Several hundred more players will be released over the next week, resulting in over 1,000 players out of work, according to the report.
The Washington Nationals – the parent organization of the Fresno Grizzlies – were one of the teams that reportedly released players.
Fresno Grizzlies spokesman Stephen Rice told The Sun that the Grizzlies organization does not know if any players that were slated to play for the team this season have been cut.
“We will have baseball back at some point, and we hope that these guys continue to grind it out and hopefully will get a chance at the big leagues at some point in their careers,” Rice said.
“We just hope that any guy that could have been a Grizzly this year that was on a cut list, that they’re going to make it through this, that hopefully their families are staying safe, and they will get back on their feet at some point.”
On March 31, MLB announced that minor league players would receive a $400 weekly stipend in the absence of games through at least May.
While most organizations have committed to continuing the stipends through at least the end of June, the Oakland A’s reportedly will stop the payments on May 31.
Rice said the Nationals will continue to pay its minor league players at least through June. The Nationals organization has started furloughing some employees, and executives have taken pay cuts. The Grizzlies have not furloughed any employees, Rice said.
In years past, a suspension of an entire season would place the Grizzlies in a precarious – if not disastrous – position with its rent obligations to the City of Fresno.
Those concerns were largely allayed when a new ownership group, led by managing partner Michael Baker, took the helm of the Triple-A franchise.
City of Fresno spokesman Mark Standriff said that the team was current on its rent for Chukchansi Park.

Rows from a pointing dataset:

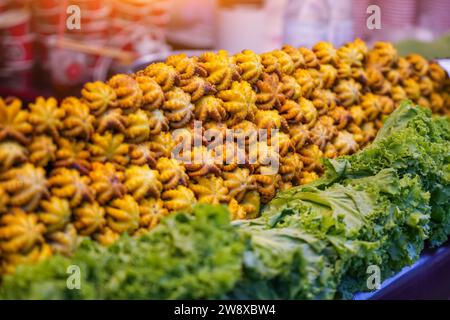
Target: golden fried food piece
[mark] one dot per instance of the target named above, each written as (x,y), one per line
(269,94)
(171,173)
(341,117)
(177,199)
(323,132)
(308,177)
(345,71)
(383,56)
(394,77)
(64,242)
(290,88)
(72,154)
(317,77)
(330,151)
(418,63)
(107,236)
(128,92)
(371,106)
(122,215)
(106,182)
(165,75)
(311,60)
(112,120)
(239,102)
(384,88)
(296,56)
(14,122)
(345,143)
(351,55)
(299,135)
(437,102)
(109,147)
(141,154)
(99,97)
(270,120)
(412,89)
(142,182)
(188,136)
(152,211)
(210,108)
(55,213)
(236,210)
(291,111)
(282,142)
(357,132)
(306,82)
(245,132)
(387,105)
(210,190)
(311,156)
(157,122)
(4,199)
(238,183)
(277,61)
(152,94)
(266,185)
(404,67)
(46,116)
(185,66)
(251,204)
(310,114)
(437,74)
(200,161)
(77,122)
(358,115)
(178,108)
(398,93)
(348,92)
(221,69)
(369,131)
(291,167)
(197,87)
(426,86)
(251,65)
(323,100)
(20,231)
(70,185)
(264,157)
(11,154)
(38,253)
(162,144)
(138,129)
(25,185)
(232,155)
(326,53)
(42,151)
(89,218)
(328,75)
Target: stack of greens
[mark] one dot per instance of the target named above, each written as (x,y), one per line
(376,207)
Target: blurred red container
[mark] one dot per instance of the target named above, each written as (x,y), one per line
(131,11)
(17,52)
(3,5)
(14,23)
(49,16)
(89,4)
(46,4)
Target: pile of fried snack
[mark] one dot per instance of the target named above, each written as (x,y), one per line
(101,165)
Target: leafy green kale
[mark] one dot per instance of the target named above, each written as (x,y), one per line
(187,256)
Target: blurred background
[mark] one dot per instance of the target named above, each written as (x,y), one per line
(41,55)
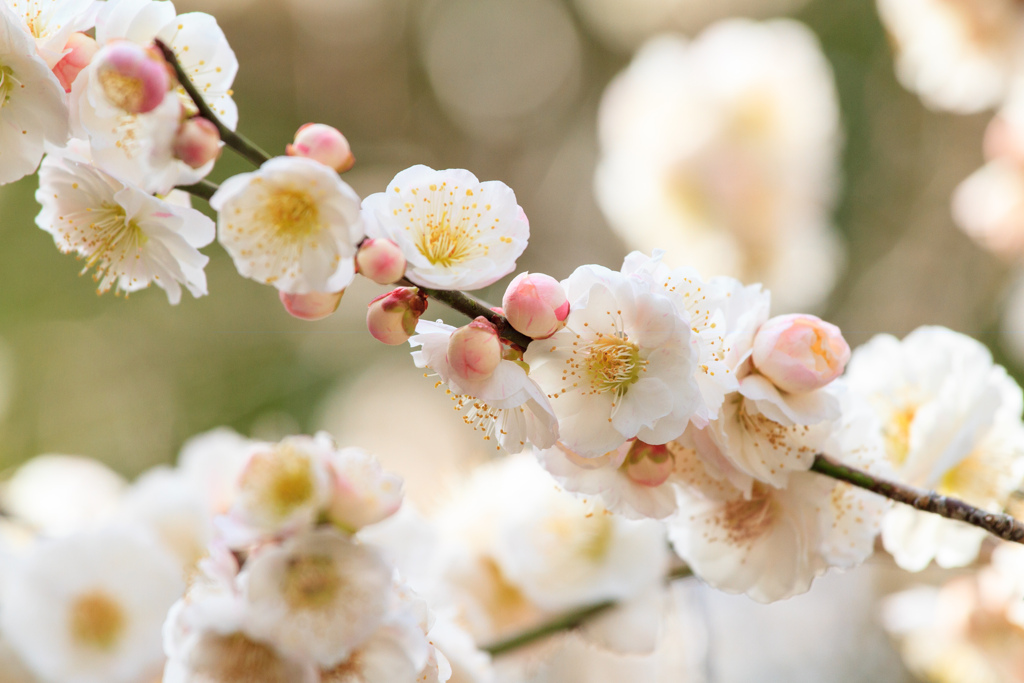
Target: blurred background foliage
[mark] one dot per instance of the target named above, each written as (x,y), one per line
(508,89)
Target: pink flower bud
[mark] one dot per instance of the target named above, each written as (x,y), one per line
(381,261)
(312,306)
(648,465)
(132,77)
(474,350)
(79,53)
(197,142)
(391,317)
(324,143)
(800,352)
(536,304)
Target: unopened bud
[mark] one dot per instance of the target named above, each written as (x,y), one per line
(197,142)
(312,306)
(474,350)
(536,304)
(132,77)
(800,352)
(381,260)
(324,143)
(79,53)
(392,316)
(648,465)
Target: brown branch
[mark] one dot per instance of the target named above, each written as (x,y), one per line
(996,523)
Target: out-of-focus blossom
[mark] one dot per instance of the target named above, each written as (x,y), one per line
(508,406)
(130,238)
(622,367)
(958,56)
(293,224)
(723,151)
(32,101)
(455,231)
(952,423)
(88,608)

» The task:
In the news excerpt on the Fresno Grizzlies above, reproduce verbatim the span from "The Washington Nationals" up to and including "have been cut.".

» Worked answer:
The Washington Nationals – the parent organization of the Fresno Grizzlies – were one of the teams that reportedly released players.
Fresno Grizzlies spokesman Stephen Rice told The Sun that the Grizzlies organization does not know if any players that were slated to play for the team this season have been cut.